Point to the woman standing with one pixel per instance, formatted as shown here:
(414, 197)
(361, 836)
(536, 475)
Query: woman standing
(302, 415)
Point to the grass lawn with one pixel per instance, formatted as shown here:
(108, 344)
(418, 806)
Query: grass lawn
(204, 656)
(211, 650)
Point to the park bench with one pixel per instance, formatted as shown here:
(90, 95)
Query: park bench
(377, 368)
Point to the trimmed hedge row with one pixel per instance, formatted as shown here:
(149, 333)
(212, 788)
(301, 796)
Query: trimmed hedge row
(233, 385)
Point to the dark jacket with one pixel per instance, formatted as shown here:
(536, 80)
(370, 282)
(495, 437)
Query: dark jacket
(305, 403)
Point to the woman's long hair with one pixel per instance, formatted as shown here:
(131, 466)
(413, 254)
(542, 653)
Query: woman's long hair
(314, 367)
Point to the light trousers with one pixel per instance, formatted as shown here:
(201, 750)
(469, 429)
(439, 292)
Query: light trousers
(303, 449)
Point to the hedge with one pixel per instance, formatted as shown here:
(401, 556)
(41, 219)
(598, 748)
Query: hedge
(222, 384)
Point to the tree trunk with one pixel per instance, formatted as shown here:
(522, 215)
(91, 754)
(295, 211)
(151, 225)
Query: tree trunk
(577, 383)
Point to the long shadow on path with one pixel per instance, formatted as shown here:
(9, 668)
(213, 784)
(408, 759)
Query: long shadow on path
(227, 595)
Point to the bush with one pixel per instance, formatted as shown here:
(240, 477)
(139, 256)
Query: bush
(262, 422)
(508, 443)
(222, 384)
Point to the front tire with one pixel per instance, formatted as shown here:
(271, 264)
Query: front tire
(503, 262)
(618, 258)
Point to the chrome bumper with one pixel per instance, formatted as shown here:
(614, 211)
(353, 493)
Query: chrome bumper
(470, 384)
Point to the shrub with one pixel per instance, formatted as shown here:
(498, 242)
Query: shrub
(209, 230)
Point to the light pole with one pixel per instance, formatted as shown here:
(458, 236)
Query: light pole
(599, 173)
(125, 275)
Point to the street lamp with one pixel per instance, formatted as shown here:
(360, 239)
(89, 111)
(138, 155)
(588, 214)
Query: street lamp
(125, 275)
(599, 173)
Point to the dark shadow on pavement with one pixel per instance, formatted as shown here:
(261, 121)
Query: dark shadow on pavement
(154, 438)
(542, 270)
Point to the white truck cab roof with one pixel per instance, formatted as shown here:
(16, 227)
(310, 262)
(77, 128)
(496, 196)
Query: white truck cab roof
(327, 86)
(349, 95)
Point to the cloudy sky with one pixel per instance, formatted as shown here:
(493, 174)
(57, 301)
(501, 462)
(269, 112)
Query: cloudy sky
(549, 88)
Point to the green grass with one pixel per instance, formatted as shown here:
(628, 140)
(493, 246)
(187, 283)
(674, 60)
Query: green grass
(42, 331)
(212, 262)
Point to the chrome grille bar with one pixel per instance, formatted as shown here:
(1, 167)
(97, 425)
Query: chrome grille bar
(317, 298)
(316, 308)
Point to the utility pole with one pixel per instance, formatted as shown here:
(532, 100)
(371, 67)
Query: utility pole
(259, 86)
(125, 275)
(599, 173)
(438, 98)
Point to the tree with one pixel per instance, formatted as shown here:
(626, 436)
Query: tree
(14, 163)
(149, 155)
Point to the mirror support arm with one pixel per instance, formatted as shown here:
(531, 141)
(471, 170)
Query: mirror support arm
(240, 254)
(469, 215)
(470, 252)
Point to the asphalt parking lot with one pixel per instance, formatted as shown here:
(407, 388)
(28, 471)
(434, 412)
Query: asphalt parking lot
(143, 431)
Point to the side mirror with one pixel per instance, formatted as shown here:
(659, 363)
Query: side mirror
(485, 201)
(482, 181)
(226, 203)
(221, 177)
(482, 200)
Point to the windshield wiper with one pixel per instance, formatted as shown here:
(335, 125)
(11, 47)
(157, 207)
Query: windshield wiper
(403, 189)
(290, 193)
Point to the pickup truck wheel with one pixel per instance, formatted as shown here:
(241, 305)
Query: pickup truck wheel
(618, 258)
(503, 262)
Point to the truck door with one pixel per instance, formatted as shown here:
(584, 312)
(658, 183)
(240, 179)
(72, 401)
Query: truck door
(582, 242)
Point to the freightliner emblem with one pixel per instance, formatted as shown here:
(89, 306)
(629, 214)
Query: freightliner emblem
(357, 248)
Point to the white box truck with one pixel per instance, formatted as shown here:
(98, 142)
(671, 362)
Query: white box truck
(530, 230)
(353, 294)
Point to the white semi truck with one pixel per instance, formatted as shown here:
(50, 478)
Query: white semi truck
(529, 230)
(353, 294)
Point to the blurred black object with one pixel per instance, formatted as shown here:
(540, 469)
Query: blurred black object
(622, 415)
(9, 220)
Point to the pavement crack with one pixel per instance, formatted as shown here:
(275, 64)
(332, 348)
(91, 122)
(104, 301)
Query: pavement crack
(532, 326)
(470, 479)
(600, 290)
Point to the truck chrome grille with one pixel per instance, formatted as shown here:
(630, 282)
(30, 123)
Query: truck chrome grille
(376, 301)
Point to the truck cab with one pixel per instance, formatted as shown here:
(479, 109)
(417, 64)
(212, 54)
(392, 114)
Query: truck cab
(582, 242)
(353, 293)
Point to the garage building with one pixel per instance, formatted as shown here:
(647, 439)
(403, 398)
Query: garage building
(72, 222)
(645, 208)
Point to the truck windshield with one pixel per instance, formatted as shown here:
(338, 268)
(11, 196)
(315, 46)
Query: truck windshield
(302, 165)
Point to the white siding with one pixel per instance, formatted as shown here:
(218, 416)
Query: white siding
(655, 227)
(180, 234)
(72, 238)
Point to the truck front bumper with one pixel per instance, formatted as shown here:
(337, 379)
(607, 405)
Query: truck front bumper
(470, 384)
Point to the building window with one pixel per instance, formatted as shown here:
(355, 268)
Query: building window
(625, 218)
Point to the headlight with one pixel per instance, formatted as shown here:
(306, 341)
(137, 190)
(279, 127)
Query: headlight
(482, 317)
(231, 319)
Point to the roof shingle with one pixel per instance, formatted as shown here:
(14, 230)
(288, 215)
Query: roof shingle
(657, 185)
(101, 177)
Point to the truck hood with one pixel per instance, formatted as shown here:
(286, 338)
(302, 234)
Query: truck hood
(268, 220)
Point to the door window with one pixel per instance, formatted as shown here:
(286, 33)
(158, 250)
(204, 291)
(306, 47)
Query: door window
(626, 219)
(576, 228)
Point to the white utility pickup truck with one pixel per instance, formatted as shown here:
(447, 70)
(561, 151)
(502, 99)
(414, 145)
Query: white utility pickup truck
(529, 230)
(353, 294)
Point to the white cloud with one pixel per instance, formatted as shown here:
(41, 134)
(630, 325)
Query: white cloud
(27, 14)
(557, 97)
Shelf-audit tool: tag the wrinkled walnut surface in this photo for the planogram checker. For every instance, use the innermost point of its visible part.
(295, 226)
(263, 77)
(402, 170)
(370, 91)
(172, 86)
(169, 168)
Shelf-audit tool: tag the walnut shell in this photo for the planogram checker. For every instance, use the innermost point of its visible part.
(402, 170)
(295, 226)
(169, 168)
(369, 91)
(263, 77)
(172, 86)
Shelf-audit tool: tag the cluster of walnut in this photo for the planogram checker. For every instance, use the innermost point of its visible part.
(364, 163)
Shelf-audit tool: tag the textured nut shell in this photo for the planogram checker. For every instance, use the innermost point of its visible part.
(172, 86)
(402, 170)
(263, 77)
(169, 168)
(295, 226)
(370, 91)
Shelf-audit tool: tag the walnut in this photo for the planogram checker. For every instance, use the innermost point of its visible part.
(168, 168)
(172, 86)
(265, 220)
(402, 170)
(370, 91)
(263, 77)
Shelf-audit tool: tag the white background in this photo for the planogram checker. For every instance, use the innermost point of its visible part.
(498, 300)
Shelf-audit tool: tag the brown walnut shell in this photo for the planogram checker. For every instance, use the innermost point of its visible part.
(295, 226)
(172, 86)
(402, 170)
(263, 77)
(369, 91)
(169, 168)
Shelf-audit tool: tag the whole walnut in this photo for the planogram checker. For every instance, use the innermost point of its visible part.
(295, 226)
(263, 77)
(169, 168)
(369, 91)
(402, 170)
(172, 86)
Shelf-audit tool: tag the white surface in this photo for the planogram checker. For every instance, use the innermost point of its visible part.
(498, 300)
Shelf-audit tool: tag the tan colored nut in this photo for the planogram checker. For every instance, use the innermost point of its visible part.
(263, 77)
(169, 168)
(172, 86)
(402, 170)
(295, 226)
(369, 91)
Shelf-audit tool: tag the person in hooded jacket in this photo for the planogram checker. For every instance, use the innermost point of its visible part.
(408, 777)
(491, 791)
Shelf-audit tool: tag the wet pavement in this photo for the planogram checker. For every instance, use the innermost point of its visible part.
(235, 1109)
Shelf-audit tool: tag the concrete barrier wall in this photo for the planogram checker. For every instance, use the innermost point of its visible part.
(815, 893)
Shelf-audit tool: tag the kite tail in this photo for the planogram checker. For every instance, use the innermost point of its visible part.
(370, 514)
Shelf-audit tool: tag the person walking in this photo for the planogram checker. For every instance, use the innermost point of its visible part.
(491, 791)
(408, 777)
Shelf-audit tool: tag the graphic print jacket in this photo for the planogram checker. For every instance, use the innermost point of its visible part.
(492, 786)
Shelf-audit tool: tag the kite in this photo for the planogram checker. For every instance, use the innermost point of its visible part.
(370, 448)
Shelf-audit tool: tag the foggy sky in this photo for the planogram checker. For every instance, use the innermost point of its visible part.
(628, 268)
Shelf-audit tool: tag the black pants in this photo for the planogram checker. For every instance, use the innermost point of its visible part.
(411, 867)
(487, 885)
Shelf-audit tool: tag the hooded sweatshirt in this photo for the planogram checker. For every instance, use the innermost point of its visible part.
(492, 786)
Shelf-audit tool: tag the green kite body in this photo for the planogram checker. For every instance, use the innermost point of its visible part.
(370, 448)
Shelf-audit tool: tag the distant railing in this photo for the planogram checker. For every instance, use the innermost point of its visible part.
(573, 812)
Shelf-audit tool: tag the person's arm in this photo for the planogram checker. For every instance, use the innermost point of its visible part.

WHAT THE TASK ASKS.
Out of the material above, output word for word the line with "Query: street lamp", the line with "Point to the pickup", and all lines between them, with nothing else.

RESPONSE TO THIS TASK.
Query: street lamp
(125, 275)
(599, 173)
Point to the dark shadow on pavement with one pixel per instance, formatted as shown here:
(261, 121)
Query: dark shadow on pavement
(154, 438)
(542, 270)
Point to the white truck cab roof with one pixel per instance, formatted as shown here:
(16, 227)
(310, 262)
(77, 128)
(496, 196)
Query: white truck cab roof
(327, 86)
(349, 95)
Point to the cloudy sky with one pixel per instance, formatted as shown here:
(493, 174)
(57, 301)
(501, 462)
(269, 112)
Query: cloudy sky
(549, 88)
Point to the green grass with one pixel per instance, formatted as shown here:
(628, 140)
(493, 246)
(187, 283)
(674, 60)
Query: green grass
(42, 331)
(212, 262)
Point to the chrome grille bar with one pixel per instance, formatted as shown here:
(1, 167)
(97, 425)
Query: chrome grille bar
(317, 298)
(316, 308)
Point to the utility pole with one pixel per instance, formatted as shown here:
(532, 100)
(371, 67)
Query: utility pole
(259, 86)
(125, 275)
(599, 173)
(438, 98)
Point to the tree with one pixel per instance, formatted as shown here:
(626, 436)
Query: tree
(14, 163)
(149, 155)
Point to the mirror support arm with one pixel per instance, formatted as shown here:
(531, 141)
(471, 170)
Query: mirror support arm
(240, 254)
(469, 215)
(470, 252)
Point to the asphalt parking lot with one pixel per instance, formatted as shown here:
(407, 388)
(28, 471)
(434, 412)
Query: asphalt parking lot
(143, 431)
Point to the side mirror with one pixel per instance, formatted as shown here:
(659, 363)
Query: side mirror
(485, 201)
(482, 181)
(226, 203)
(221, 177)
(482, 200)
Point to the windshield wiper with one pixel per instance, formatted as shown here:
(335, 125)
(11, 47)
(157, 207)
Query: windshield wiper
(403, 189)
(290, 193)
Point to the pickup truck wheel with one pixel per instance, formatted as shown here:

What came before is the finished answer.